**WORK REQUIRED:**
Your answer should be each line of the entries that contains the word "street", copied in full.

Data entries:
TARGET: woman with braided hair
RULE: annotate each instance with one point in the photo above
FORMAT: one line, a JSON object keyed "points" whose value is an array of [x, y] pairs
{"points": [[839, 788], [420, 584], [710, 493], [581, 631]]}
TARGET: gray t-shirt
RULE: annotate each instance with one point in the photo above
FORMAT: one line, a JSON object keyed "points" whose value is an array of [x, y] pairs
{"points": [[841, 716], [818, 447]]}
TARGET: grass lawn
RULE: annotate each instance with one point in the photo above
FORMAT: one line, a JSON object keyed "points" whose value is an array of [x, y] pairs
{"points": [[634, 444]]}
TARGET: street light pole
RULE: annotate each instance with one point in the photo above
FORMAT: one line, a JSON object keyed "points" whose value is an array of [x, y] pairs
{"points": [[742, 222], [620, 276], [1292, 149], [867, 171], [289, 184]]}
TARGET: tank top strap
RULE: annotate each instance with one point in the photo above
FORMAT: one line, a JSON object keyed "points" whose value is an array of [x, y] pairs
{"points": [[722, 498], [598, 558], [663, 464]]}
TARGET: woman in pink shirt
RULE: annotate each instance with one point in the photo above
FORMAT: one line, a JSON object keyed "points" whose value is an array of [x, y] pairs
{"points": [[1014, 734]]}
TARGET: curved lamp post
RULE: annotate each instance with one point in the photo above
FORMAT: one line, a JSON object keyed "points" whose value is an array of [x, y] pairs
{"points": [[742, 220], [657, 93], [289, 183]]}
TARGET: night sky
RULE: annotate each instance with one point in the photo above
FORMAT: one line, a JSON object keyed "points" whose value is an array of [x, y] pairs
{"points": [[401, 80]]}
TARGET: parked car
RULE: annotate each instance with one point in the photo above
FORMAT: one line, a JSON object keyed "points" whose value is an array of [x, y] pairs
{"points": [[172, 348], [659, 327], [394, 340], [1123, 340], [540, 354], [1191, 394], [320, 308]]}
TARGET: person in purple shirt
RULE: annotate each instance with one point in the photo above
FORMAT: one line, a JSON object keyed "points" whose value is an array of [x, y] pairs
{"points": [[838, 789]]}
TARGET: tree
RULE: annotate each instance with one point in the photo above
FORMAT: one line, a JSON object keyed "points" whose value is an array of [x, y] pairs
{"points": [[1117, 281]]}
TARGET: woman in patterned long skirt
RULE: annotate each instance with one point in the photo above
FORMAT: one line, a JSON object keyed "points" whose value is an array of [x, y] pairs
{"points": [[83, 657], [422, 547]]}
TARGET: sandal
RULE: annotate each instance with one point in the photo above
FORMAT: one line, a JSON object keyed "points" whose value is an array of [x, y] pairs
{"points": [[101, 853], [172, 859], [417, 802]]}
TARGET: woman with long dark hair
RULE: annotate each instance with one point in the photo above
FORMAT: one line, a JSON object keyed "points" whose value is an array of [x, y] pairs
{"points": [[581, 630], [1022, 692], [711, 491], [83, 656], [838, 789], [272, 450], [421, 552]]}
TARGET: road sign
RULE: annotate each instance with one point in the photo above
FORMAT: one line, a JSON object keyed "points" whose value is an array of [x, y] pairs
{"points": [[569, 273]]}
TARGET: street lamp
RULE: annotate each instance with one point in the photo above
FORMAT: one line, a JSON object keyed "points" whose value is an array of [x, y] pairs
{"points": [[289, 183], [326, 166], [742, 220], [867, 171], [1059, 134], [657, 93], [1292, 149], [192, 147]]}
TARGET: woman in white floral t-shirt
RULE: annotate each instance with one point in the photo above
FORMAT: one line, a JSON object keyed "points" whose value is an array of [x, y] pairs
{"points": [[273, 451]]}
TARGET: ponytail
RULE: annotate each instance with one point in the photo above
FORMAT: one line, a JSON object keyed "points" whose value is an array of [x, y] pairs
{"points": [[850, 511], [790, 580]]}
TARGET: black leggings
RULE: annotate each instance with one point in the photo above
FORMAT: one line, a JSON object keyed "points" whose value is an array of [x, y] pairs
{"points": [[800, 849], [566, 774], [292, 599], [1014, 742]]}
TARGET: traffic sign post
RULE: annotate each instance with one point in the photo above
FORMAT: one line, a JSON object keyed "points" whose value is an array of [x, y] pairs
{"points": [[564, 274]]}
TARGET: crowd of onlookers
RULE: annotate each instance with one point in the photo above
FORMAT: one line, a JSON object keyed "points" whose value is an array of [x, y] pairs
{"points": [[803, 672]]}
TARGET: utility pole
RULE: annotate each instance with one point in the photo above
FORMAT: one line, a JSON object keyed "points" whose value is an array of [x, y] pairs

**TASK ANSWER:**
TARGET: street light pole
TARGET: street lamp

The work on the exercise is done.